**SUPPLIED TEXT:**
>>>

The traditional example of the a priori par excellence, is the laws of logic. These can not be derived from experience since they must first be taken for granted in order to prove them. They make explicit our general modes of classification. And they impose upon experience no real limitation. Sometimes we are asked to tremble before the spectre of the "alogical," in order that we may there- after rejoice that we are saved from this by the dependence of reality upon mind. But the "alogical" is pure bogey, a word without a meaning. What kind of experience could defy the principle that everything must either be or not be, that nothing can both be and not be, or that if x is y and y is z, then x is z? If anything imaginable or unimaginable could violate such laws, then the ever-present fact of change would do it every day.

a priori laws of logic impose no conditions on the empirical world. They tell us nothing about the world.
The laws of logic are purely formal; they forbid nothing but what concerns the use of terms and the corresponding modes of classification and analysis. The law of contradiction tells us that nothing can be both white and not-white, but it does not and can not tell us whether black is not-white, or soft or square is not-white. To discover what contradicts what we must always consult the character of experience. Similarly the law of the excluded middle formulates our decision that whatever is not designated by a certain term shall be designated by its negative. It declares our purpose to make, for every term, a complete dichotomy of experience, instead as we might choose of classifying on the basis of a tripartite division into opposites (as black and white) and the middle ground between the two. Our rejection of such tripartite division represents only our penchant for simplicity.

Further laws of logic are of similar significance. They are principles of procedure, the parliamentary rules of intelligent thought and speech. Such laws are independent of experience because they impose no limitations whatever upon it. They are legislative because they are addressed to ourselves because definition, classification, and inference represent no operations of the objective world, but only our own categorical attitudes of mind.

30 years before Quine dissolves the analytic-synthetic distinction in Two Dogmas, Lewis knows that logic is ultimately justified empirically
And further, the ultimate criteria of the laws of logic are pragmatic. Those who suppose that there is, for example, a logic which everyone would agree to if he understood it and understood himself, are more optimistic than those versed in the history of logical discussion have a right to be. The fact is that there are several logics, markedly different, each self-consistent in its own terms and such that whoever, using it, avoids false premises, will never reach a false conclusion. Mr. Russell, for example, bases his logic on an implication relation such that if twenty sentences be cut from a newspaper and put in a hat, and then two of these be drawn at random, one of them will certainly imply the other, and it is an even bet that the implication will be mutual. Yet upon a foundation so remote from ordinary modes of inference the whole structure of Principia Mathematica is built. This logic - and there are others even more strange - is utterly consistent and the results of it entirely valid. Over and above all questions of consistency, there are issues of logic which can not be determined - nay, can not even be argued - except on pragmatic grounds of conformity to human bent and intellectual convenience. That we have been blind to this fact, itself reflects traditional errors in the conception of the a priori.

<<<

Location labeling data
>>>

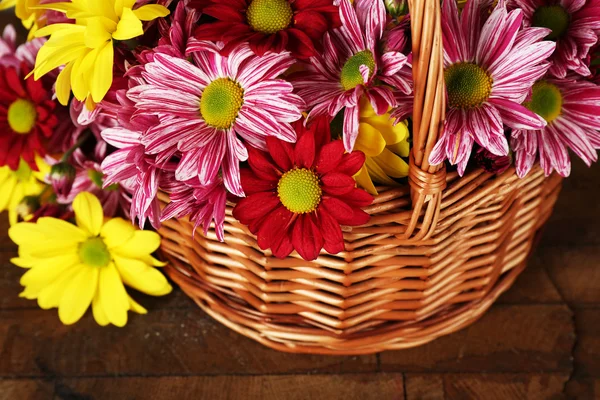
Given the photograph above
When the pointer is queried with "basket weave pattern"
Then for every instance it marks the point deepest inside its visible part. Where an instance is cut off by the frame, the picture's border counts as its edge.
(432, 259)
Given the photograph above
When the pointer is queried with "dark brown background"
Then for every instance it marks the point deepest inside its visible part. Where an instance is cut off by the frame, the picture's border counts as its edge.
(540, 341)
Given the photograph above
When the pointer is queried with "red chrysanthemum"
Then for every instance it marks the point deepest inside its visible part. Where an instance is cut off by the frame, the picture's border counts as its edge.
(299, 195)
(27, 117)
(268, 25)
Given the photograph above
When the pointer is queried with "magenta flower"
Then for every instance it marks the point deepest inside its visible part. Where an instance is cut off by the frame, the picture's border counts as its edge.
(130, 166)
(572, 110)
(353, 66)
(202, 203)
(490, 66)
(206, 108)
(89, 177)
(574, 26)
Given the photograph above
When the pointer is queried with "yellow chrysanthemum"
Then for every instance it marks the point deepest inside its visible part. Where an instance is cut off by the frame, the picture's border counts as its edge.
(86, 47)
(32, 18)
(384, 145)
(73, 266)
(15, 185)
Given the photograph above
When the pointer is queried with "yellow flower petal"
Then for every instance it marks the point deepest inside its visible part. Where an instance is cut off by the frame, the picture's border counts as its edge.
(141, 277)
(102, 75)
(369, 140)
(50, 29)
(7, 188)
(6, 4)
(150, 12)
(50, 296)
(364, 180)
(78, 295)
(402, 148)
(63, 85)
(96, 34)
(62, 229)
(116, 232)
(88, 213)
(113, 297)
(390, 133)
(378, 175)
(129, 26)
(98, 311)
(25, 232)
(79, 84)
(23, 262)
(152, 261)
(141, 244)
(48, 270)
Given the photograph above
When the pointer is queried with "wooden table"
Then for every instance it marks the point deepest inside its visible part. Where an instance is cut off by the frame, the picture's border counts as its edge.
(540, 341)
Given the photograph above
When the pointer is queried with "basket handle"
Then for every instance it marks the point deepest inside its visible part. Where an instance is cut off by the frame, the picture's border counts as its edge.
(427, 182)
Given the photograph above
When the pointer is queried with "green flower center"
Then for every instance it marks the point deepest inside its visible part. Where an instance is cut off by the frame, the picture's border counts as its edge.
(269, 16)
(351, 76)
(468, 85)
(552, 17)
(221, 102)
(93, 252)
(23, 173)
(22, 116)
(299, 191)
(96, 177)
(546, 101)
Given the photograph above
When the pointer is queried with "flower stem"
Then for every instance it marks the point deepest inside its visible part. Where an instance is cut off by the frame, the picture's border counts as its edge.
(77, 145)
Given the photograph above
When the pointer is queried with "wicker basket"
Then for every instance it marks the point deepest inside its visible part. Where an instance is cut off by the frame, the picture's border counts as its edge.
(433, 258)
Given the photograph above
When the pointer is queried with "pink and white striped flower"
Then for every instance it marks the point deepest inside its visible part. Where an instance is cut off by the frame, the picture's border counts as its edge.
(574, 26)
(202, 203)
(572, 110)
(490, 65)
(130, 166)
(210, 108)
(351, 66)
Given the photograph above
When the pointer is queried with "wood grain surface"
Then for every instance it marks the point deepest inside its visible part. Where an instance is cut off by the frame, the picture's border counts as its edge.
(540, 341)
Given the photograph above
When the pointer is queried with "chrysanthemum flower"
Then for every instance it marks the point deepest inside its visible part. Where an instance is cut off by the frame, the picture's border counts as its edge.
(129, 165)
(89, 177)
(73, 266)
(299, 195)
(201, 203)
(27, 117)
(352, 66)
(205, 108)
(384, 143)
(268, 25)
(15, 185)
(490, 66)
(574, 27)
(32, 17)
(86, 46)
(572, 110)
(492, 163)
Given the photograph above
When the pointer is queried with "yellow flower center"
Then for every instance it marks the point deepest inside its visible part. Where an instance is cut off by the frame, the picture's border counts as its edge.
(94, 253)
(23, 173)
(299, 190)
(221, 102)
(546, 101)
(468, 85)
(96, 177)
(269, 16)
(351, 76)
(22, 116)
(552, 17)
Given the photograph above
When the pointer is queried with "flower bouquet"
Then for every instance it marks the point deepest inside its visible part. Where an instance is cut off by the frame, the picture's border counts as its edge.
(364, 175)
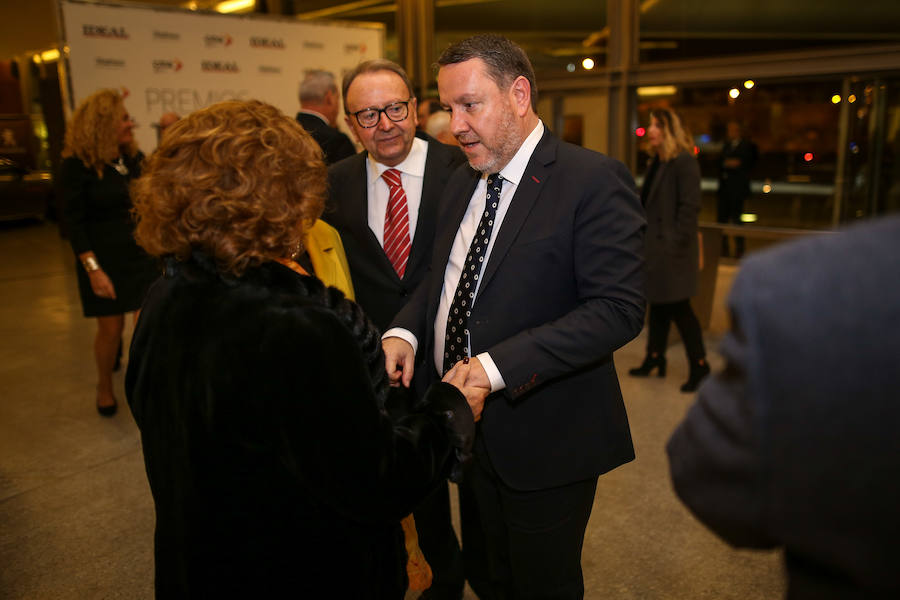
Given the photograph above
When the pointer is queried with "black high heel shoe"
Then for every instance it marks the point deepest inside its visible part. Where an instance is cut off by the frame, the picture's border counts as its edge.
(108, 410)
(650, 363)
(699, 371)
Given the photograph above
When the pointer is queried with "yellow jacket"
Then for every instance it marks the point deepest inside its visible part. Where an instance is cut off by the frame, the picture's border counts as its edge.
(326, 253)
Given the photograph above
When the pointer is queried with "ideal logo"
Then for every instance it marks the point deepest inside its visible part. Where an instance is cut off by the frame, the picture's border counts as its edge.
(112, 63)
(105, 31)
(354, 48)
(167, 65)
(218, 66)
(217, 40)
(275, 43)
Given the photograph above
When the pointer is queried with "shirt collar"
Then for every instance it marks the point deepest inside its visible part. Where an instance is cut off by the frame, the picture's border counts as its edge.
(515, 168)
(413, 164)
(306, 111)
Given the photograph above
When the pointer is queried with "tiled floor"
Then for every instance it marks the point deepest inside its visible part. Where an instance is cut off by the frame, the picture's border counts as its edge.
(76, 517)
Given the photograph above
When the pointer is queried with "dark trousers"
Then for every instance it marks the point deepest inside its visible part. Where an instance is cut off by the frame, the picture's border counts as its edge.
(729, 209)
(688, 327)
(439, 545)
(532, 540)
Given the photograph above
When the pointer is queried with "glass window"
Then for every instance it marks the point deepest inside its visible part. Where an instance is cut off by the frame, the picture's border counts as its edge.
(694, 29)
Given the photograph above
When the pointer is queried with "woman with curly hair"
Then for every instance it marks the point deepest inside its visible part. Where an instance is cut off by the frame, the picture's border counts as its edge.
(259, 392)
(671, 197)
(100, 159)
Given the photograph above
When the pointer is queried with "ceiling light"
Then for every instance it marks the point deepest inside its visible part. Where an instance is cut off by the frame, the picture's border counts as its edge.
(235, 5)
(657, 90)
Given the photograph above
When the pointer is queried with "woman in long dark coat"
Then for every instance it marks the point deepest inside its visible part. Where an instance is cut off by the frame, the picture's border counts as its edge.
(100, 160)
(671, 197)
(258, 391)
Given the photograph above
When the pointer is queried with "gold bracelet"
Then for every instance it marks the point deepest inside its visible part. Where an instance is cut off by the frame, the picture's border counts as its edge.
(90, 264)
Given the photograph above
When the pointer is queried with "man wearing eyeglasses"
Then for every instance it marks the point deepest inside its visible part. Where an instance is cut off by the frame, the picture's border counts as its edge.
(384, 204)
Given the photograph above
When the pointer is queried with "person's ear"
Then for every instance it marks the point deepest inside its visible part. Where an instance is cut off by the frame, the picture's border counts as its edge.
(520, 92)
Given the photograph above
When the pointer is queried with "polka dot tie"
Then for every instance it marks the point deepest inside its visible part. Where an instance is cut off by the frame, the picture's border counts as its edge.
(456, 342)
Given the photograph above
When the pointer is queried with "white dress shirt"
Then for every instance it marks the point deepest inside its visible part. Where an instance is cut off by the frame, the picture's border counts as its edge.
(512, 174)
(412, 175)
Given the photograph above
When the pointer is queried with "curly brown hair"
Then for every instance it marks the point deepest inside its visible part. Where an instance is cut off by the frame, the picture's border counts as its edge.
(239, 181)
(676, 138)
(92, 133)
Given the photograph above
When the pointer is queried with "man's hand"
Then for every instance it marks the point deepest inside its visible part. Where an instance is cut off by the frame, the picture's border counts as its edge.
(472, 381)
(399, 357)
(101, 284)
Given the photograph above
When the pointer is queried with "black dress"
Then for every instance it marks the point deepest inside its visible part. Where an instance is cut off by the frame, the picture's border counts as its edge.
(275, 471)
(98, 212)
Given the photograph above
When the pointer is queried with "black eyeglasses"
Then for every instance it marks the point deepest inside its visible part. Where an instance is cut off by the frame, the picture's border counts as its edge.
(395, 111)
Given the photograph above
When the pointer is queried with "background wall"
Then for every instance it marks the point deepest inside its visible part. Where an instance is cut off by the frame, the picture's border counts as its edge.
(181, 61)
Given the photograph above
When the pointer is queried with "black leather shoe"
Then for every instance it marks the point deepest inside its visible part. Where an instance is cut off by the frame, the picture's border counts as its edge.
(698, 372)
(109, 409)
(650, 363)
(118, 364)
(440, 594)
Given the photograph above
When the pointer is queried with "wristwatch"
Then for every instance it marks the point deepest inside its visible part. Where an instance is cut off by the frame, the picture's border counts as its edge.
(90, 264)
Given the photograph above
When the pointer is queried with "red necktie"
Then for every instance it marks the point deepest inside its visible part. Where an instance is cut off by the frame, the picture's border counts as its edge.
(396, 223)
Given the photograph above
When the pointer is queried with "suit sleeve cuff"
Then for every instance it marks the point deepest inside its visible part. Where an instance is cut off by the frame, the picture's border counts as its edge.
(403, 334)
(492, 371)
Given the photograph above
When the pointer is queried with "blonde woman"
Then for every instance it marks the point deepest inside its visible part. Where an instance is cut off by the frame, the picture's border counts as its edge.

<<<

**SHORT PROBLEM 1:**
Reproduce word for word the part of the passage on the laws of logic that begins at the words "The laws of logic are purely" and ends after "penchant for simplicity.".
**SHORT PROBLEM 2:**
For each statement below, say yes or no depending on whether the passage on the laws of logic supports it, and quote the words from the passage that decide it. (a) The laws of logic can be derived from experience. (b) Rejecting a tripartite division reflects only a penchant for simplicity. (c) There is only one self-consistent logic.

**WORKED ANSWER 1:**
The laws of logic are purely formal; they forbid nothing but what concerns the use of terms and the corresponding modes of classification and analysis. The law of contradiction tells us that nothing can be both white and not-white, but it does not and can not tell us whether black is not-white, or soft or square is not-white. To discover what contradicts what we must always consult the character of experience. Similarly the law of the excluded middle formulates our decision that whatever is not designated by a certain term shall be designated by its negative. It declares our purpose to make, for every term, a complete dichotomy of experience, instead as we might choose of classifying on the basis of a tripartite division into opposites (as black and white) and the middle ground between the two. Our rejection of such tripartite division represents only our penchant for simplicity.

**WORKED ANSWER 2:**
(a) No: "These can not be derived from experience since they must first be taken for granted in order to prove them."
(b) Yes: "Our rejection of such tripartite division represents only our penchant for simplicity."
(c) No: "The fact is that there are several logics, markedly different, each self-consistent in its own terms"